Box-labeled dataset extracts:
◇ ◇ ◇ ◇
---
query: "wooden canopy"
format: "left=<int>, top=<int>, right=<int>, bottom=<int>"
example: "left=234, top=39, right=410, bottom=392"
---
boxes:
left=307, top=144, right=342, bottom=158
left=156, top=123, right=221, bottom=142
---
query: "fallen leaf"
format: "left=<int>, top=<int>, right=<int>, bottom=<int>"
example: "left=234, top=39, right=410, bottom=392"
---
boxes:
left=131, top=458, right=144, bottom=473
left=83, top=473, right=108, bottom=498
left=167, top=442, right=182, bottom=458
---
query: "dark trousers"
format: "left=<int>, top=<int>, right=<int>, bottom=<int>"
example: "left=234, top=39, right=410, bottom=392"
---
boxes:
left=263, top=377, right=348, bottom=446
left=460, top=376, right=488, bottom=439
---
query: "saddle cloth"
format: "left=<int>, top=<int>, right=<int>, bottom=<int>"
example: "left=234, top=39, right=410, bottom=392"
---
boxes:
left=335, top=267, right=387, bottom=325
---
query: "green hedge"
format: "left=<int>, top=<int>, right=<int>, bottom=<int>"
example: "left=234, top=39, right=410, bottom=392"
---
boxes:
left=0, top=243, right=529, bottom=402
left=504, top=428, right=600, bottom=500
◇ ◇ ◇ ◇
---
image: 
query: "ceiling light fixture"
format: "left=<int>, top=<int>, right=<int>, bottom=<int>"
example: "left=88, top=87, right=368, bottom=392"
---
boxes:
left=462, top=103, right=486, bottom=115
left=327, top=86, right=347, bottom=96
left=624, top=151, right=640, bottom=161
◇ ◇ ◇ ◇
Which lines in the records above contain the string "query"? Filter them out and copy each one, matching case exactly.

query: "wooden canopy"
query: "fallen leaf"
query: "dark trousers"
query: "saddle cloth"
query: "green hedge"
query: "ceiling light fixture"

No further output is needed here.